背景
在Oracle中有一个函数asciistr,可以将非ASCII字符转换成UTF-16编码的字符,因此转换后的字符串可以存储在只支持ASCII编码的数据库中。
ASCIISTR takes as its argument a string, or an expression that resolves to a string, in any character set and returns an ASCII version of the string in the database character set.
Non-ASCII characters are converted to the form \xxxx, where xxxx represents a UTF-16 code unit.
例子
SELECT ASCIISTR('ABÄCDE') FROM DUAL;
ASCIISTR('
----------
AB\00C4CDE
\00C4即转换后的UTF-16编码,这样整个字符串就可以存储在ASCII编码的数据库中了。
PostgreSQL ASCIISTR
了解了ASCIISTR的目的之后,我们就可以在PostgreSQL中实现对非ASCII编码的字符转换了。
PostgreSQL数据库没有UTF-16字符集,但是它支持UTF-8,UTF-8是变长字符集,支持全球所有的语言字符编码。
PostgreSQL提供了几个转换函数如下
postgres=# \df convert*
List of functions
Schema | Name | Result data type | Argument data types | Type
------------+--------------+------------------+---------------------+--------
pg_catalog | convert | bytea | bytea, name, name | normal
pg_catalog | convert_from | text | bytea, name | normal
pg_catalog | convert_to | bytea | text, name | normal
(3 rows)

=== 数据集条目 ===
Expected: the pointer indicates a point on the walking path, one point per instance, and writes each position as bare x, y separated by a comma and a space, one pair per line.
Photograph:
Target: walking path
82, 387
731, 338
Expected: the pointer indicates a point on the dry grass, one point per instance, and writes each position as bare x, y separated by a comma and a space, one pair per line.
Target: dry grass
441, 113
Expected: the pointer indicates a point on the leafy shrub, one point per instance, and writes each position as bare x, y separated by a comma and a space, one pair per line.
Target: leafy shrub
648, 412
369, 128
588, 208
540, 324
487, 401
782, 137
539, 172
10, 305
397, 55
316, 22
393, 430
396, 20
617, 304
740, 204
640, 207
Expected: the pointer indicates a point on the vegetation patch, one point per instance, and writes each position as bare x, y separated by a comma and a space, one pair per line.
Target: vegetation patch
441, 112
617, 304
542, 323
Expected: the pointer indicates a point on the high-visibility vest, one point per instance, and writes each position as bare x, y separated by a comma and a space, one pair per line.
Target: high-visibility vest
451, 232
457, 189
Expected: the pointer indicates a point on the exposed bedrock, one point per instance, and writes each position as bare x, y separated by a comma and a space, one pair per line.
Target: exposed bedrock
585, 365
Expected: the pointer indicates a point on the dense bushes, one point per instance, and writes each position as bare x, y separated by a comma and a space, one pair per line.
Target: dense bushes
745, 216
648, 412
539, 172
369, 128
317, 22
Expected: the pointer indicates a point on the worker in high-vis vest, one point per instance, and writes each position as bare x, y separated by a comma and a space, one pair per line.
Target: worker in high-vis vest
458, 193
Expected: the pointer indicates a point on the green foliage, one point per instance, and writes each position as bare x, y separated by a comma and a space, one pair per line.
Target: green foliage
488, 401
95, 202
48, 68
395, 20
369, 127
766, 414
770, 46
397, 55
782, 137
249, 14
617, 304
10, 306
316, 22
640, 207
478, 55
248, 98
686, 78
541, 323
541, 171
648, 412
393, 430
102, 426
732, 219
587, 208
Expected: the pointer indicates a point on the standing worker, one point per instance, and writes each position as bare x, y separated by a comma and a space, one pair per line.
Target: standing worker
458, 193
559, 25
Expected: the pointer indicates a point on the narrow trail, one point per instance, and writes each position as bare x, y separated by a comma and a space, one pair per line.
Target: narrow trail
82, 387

=== 任务列表 ===
A. 介绍ASCIISTR函数的文本中，\df convert* 命令列出了哪些函数？请写出全部函数名。
B. 请原样输出介绍ASCIISTR函数的文本中从“Non-ASCII characters are”到“支持全球所有的语言字符编码。”的部分，首尾两处都包含在内。
C. 接着介绍ASCIISTR函数的文本的最后一句往下续写。

=== 依次作答 ===
A. convert、convert_from、convert_to

B.
Non-ASCII characters are converted to the form \xxxx, where xxxx represents a UTF-16 code unit.
例子
SELECT ASCIISTR('ABÄCDE') FROM DUAL;
ASCIISTR('
----------
AB\00C4CDE
\00C4即转换后的UTF-16编码,这样整个字符串就可以存储在ASCII编码的数据库中了。
PostgreSQL ASCIISTR
了解了ASCIISTR的目的之后,我们就可以在PostgreSQL中实现对非ASCII编码的字符转换了。
PostgreSQL数据库没有UTF-16字符集,但是它支持UTF-8,UTF-8是变长字符集,支持全球所有的语言字符编码。

C.
例子,支持来回转换
postgres=# select convert_to('abc你好中国cde','UTF8');
convert_to
----------------------------------------
\x616263e4bda0e5a5bde4b8ade59bbd636465
(1 row)
postgres=# select convert_from(convert_to('abc你好中国cde','UTF8'),'UTF8');
convert_from
----------------
abc你好中国cde
(1 row)
postgres=# select convert_from('\x616263e4bda0e5a5bde4b8ade59bbd636465', 'UTF8');
convert_from
----------------
abc你好中国cde
(1 row)
方法2,使用textsend函数,这个函数没有编码输入,所以需要设置client_encoding。
postgres=# set client_encoding='UTF8';
SET
postgres=# select textsend('abc你好中国cde');
textsend
----------------------------------------
\x616263e4bda0e5a5bde4b8ade59bbd636465
(1 row)
postgres=# set client_encoding='GBK';
SET
postgres=# select textsend('abc你好中国cde');
ERROR: character with byte sequence 0xad 0xe5 in encoding "GBK" has no equivalent in encoding "UTF8"
LOCATION: report_untranslatable_char, wchar.c:2051
postgres=# select textsend('abc你好cde');
textsend
----------------------------
\x616263e4bda0e5a5bd636465
(1 row)
PostgreSQL支持的字符编码转换函数在这里
postgres=# select * from pg_conversion ;
conname | connamespace | conowner | conforencoding | contoencoding | conproc | condefault
--------------------------------+--------------+----------+----------------+---------------+--------------------------------+------------
ascii_to_mic | 11 | 10 | 0 | 7 | ascii_to_mic | t
mic_to_ascii | 11 | 10 | 7 | 0 | mic_to_ascii | t
......
utf8_to_shift_jis_2004 | 11 | 10 | 6 | 41 | utf8_to_shift_jis_2004 | t
euc_jis_2004_to_shift_jis_2004 | 11 | 10 | 5 | 41 | euc_jis_2004_to_shift_jis_2004 | t
shift_jis_2004_to_euc_jis_2004 | 11 | 10 | 41 | 5 | shift_jis_2004_to_euc_jis_2004 | t
(132 rows)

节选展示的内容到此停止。